[Problems to work on]
1 - Reproduce word for word the stretch of the passage below that opens with the words containing "I may have said" and closes with "for the night.".
2 - List each word, phrase, or sentence that the passage below places inside quotation marks, whether single or double.

[Document segment]
——————————
I may have said something about needing to see her, I really don't remember what I said exactly, but she then said, "Grace, you have a sense of entitlement and I cannot always accomodate you when you need to meet."
It really hurt my feelings because I have NEVER EVER asked for a 'handout'... and things like what she said - that's why I don't reach out to anyone for help. Because I don't deserve help and if I ask for help then I am a smug little spoiled brat. And I don't understand why she would say she "cares" and will "be patient" and then she says that. Although I felt self destructive last night, after that conversaion, I didn't need to cut myself...I felt like she did it for me...and it was sufficient punishment for the night.
"Go write that down in your book and tell Granny, Grace." He used to say that to me all the time. He told me I thought I was better than everyone else and that I would find out that I was really nothing. My sense of *entitlement* and *conceit* must have started way before I was aware of it...I am aware now, though.
Yeah, I'm a spoiled brat.
——————————
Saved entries
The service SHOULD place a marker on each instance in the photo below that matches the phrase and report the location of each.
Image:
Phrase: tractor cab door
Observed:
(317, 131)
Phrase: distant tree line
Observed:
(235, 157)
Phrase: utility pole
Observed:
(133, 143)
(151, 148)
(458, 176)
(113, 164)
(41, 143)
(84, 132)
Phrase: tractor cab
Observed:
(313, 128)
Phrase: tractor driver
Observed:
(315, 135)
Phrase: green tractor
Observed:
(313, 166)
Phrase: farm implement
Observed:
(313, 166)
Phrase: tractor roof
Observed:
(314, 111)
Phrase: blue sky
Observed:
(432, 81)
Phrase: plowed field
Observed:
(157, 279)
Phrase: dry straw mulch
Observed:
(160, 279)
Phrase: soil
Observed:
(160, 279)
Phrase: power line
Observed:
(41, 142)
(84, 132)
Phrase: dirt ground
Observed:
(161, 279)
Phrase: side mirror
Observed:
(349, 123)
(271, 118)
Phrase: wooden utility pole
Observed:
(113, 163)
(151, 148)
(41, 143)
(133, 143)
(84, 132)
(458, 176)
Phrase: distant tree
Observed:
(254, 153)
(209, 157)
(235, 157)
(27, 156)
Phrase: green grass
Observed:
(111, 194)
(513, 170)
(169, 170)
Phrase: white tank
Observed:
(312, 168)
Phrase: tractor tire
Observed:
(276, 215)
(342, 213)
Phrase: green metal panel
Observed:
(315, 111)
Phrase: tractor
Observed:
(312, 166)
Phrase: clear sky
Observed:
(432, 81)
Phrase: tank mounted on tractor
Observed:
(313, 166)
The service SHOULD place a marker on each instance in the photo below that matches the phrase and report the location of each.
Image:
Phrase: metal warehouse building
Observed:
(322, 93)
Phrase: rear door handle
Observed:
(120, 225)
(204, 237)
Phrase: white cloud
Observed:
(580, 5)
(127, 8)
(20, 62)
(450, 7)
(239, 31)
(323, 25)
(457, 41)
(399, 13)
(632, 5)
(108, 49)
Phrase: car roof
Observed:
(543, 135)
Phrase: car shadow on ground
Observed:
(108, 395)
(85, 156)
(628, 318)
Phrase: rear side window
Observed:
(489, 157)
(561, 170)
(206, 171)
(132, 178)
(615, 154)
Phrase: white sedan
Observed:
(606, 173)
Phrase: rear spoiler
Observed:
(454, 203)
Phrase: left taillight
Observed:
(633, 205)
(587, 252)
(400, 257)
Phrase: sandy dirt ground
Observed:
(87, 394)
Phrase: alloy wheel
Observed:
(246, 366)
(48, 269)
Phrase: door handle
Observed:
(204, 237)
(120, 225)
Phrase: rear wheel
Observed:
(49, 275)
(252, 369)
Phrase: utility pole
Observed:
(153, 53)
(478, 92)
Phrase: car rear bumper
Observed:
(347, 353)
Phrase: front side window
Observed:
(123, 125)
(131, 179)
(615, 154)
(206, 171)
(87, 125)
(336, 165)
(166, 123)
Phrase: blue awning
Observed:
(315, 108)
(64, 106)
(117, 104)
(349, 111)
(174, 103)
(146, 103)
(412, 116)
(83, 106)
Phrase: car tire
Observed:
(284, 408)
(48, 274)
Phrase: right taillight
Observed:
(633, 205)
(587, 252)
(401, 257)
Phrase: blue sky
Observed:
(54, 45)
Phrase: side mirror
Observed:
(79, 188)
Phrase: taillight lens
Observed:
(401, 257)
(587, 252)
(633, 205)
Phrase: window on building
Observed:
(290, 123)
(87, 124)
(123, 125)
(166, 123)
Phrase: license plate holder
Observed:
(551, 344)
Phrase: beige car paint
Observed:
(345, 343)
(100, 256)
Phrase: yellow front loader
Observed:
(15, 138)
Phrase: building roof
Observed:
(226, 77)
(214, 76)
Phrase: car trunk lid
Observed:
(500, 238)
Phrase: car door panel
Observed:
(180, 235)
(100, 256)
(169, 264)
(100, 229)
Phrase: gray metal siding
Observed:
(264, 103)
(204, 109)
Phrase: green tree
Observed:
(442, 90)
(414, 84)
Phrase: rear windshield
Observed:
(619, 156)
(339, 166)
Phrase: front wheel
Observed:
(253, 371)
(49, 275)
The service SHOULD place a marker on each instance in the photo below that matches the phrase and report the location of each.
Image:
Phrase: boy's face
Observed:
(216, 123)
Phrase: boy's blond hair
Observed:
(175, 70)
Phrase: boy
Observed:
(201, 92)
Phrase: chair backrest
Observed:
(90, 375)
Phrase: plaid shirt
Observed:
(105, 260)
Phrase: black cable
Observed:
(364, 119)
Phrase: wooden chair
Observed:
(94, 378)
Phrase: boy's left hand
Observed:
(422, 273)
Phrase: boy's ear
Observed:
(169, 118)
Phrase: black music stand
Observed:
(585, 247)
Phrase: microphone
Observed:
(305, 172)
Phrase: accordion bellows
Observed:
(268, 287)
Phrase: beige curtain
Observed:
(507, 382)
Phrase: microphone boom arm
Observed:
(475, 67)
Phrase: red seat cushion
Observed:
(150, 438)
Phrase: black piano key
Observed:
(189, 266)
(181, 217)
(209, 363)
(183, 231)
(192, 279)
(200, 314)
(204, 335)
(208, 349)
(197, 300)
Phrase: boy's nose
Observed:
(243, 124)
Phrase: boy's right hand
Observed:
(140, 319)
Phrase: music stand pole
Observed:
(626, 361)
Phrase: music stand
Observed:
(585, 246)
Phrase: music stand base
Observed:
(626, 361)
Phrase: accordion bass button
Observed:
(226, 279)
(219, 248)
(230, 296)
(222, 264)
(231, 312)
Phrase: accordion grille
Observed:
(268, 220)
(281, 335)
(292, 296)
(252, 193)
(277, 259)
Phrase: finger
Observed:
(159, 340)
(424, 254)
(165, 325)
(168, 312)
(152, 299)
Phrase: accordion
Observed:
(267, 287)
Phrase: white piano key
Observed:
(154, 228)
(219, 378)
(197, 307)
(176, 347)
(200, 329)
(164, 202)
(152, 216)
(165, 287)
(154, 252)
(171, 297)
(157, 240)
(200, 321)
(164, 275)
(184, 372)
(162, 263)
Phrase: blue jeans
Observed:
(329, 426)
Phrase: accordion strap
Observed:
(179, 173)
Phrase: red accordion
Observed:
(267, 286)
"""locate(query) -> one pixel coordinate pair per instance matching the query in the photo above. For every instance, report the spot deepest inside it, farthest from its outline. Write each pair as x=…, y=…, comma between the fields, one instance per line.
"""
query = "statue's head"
——————————
[Expected responses]
1 -
I may have said something about needing to see her, I really don't remember what I said exactly, but she then said, "Grace, you have a sense of entitlement and I cannot always accomodate you when you need to meet."
It really hurt my feelings because I have NEVER EVER asked for a 'handout'... and things like what she said - that's why I don't reach out to anyone for help. Because I don't deserve help and if I ask for help then I am a smug little spoiled brat. And I don't understand why she would say she "cares" and will "be patient" and then she says that. Although I felt self destructive last night, after that conversaion, I didn't need to cut myself...I felt like she did it for me...and it was sufficient punishment for the night.

2 -
- Grace, you have a sense of entitlement and I cannot always accomodate you when you need to meet.
- handout
- cares
- be patient
- Go write that down in your book and tell Granny, Grace.